Supreme Court to convicts: No constitutional right to DNA testing
Conservative majority opinion limits prisoners’ chances to prove innocence.
The Supreme Court ruled Thursday that prisoners have no constitutional right to DNA testing that might prove their innocence long after their convictions.
In the court’s first examination of how to deal with the rapidly evolving field of DNA evidence, the court’s conservative majority prevailed in ruling against establishing a post-conviction constitutional right to DNA evidence.
Chief Justice John G. Roberts Jr. wrote for the majority and said that almost every state and Congress had provided ways for prisoners to get testing that might prove their innocence. This is not the time for federal courts to get involved in the process, he said.
“The elected governments of the states are actively confronting the challenges DNA technology poses to our criminal justice systems and our traditional notions of finality, as well as the opportunities it affords,” Roberts wrote. “To suddenly constitutionalize this area would short-circuit what looks to be a prompt and considered legislative response.”

◇ ◇ ◇ ◇

**PARTS OF THE EXERCISE:**
A) According to the article on the Supreme Court's DNA testing ruling, who wrote the majority opinion?
B) Pick up the article on the Supreme Court's DNA testing ruling right after its last sentence and keep it going.

◇ ◇ ◇ ◇

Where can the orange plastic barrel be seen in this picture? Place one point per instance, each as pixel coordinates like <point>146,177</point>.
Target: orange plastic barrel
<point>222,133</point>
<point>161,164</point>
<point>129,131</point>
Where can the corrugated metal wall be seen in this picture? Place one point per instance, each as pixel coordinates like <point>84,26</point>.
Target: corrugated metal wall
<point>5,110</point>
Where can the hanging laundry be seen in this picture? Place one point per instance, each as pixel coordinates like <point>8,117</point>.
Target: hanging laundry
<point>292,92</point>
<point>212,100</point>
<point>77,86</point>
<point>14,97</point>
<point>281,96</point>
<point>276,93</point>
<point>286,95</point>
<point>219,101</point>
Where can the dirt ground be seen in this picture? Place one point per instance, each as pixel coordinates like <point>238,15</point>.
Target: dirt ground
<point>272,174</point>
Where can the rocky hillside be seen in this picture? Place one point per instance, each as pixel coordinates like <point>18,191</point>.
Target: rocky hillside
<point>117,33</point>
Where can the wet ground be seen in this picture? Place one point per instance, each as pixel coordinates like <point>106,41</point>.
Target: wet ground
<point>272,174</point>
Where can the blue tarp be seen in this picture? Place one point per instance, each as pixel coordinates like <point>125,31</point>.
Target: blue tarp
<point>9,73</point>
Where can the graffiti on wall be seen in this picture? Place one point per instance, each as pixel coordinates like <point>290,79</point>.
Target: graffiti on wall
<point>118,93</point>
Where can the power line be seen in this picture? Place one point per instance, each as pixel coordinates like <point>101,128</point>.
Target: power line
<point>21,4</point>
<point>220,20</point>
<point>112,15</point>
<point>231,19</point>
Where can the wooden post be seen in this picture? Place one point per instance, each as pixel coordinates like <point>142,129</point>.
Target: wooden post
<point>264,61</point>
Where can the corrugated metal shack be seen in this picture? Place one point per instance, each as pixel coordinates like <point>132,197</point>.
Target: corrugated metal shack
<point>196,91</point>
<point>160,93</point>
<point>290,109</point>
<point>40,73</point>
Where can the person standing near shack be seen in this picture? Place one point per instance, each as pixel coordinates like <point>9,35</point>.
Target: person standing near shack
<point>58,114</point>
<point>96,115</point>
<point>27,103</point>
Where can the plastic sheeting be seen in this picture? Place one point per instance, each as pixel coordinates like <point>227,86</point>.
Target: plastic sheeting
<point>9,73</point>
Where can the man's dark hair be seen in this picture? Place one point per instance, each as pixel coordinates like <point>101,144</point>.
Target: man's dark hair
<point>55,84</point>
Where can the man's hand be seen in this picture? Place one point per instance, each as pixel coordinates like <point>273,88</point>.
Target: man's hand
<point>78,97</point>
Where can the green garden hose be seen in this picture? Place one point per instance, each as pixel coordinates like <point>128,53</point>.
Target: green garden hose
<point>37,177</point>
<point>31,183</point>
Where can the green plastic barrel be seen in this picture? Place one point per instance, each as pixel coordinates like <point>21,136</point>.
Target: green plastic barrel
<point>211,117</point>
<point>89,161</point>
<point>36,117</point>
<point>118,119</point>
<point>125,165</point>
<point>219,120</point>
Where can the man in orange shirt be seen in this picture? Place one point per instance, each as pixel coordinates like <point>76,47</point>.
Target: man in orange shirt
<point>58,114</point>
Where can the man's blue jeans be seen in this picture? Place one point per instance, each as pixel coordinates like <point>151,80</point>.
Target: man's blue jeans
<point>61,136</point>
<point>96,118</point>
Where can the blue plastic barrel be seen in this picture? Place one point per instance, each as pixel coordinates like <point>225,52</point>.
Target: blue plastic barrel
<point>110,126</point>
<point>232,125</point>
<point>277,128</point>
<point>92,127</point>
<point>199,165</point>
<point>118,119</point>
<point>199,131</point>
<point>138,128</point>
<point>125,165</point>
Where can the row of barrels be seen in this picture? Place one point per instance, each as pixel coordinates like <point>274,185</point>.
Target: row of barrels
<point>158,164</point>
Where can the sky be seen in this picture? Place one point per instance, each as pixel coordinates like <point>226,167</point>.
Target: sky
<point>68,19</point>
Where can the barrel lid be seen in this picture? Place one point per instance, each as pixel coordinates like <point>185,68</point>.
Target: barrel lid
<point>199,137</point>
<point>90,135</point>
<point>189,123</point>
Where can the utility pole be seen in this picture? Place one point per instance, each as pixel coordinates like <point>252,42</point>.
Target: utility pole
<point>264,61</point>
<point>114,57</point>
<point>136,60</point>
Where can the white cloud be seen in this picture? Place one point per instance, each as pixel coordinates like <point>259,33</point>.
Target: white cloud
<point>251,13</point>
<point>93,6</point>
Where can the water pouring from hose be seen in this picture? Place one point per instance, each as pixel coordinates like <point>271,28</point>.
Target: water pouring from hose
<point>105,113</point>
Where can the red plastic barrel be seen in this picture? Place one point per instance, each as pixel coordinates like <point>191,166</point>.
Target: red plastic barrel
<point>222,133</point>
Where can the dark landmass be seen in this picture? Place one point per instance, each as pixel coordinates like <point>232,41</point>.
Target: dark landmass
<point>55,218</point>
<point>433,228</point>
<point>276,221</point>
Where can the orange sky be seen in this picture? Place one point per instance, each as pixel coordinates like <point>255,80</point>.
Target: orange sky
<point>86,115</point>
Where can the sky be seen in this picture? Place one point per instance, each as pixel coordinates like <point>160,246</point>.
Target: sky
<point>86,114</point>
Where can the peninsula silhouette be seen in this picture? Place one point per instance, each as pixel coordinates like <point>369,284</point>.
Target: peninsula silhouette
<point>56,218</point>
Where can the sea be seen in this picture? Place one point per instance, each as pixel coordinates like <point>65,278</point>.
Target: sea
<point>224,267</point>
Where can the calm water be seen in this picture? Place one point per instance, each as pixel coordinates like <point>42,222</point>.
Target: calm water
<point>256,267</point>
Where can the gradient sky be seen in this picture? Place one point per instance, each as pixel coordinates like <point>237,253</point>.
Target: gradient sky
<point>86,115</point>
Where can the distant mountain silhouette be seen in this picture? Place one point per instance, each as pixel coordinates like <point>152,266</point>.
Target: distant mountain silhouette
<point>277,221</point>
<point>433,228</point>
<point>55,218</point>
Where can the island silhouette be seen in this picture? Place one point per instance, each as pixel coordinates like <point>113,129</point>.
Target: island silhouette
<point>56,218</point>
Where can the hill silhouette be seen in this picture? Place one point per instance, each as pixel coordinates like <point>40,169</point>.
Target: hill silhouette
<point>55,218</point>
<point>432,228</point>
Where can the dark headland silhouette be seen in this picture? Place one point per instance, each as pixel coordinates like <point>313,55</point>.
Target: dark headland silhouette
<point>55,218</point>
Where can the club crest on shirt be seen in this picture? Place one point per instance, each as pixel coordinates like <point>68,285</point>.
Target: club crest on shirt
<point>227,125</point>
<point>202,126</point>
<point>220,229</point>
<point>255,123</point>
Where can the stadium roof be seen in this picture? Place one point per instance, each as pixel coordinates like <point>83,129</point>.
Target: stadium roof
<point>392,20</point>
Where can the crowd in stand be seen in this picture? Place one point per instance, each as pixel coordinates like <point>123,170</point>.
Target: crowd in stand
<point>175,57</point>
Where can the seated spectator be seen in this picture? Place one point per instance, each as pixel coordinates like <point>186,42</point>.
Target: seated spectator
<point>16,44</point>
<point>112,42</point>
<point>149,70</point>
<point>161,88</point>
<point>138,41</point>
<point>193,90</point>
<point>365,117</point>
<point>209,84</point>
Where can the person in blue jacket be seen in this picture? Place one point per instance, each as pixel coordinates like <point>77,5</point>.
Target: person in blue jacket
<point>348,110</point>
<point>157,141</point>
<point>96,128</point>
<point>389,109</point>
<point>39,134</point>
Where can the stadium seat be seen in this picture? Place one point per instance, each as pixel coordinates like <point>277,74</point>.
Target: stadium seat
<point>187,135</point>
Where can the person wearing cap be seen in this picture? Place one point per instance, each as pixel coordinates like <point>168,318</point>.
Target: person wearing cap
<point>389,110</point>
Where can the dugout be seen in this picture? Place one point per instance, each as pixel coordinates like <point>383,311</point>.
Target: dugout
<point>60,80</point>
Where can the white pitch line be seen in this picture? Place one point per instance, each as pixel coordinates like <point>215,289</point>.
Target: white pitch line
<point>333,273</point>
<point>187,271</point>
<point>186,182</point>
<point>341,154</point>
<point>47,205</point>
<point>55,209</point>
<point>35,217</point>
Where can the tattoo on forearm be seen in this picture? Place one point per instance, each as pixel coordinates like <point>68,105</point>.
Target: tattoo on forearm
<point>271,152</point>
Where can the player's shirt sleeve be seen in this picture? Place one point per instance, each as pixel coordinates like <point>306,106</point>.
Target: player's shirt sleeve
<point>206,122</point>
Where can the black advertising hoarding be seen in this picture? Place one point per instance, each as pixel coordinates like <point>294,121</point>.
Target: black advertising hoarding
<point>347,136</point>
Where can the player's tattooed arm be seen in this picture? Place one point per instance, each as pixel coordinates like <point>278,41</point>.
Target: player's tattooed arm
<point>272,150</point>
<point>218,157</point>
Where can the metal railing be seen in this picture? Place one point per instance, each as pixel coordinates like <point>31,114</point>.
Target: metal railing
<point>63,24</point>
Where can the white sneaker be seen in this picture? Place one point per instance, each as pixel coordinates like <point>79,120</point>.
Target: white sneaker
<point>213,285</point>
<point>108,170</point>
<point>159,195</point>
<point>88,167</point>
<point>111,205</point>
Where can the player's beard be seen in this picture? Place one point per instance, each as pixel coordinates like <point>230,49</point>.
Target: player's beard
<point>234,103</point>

◇ ◇ ◇ ◇

**PER-TASK ANSWERS:**
A) Chief Justice John G. Roberts Jr.

B)
Roberts acknowledged that Alaska is one of a handful of cases that has not passed such a law, but he said the state’s courts provide a way for prisoners to get access to DNA evidence.
But that has not helped William G. Osborne, who was convicted of the rape and assault of a prostitute in a secluded area near the Anchorage International Airport in 1993. Osborne wanted to pay for a more advanced test of semen found in a condom at the crime scene, one that prosecutors agree would almost definitively prove his guilt or innocence.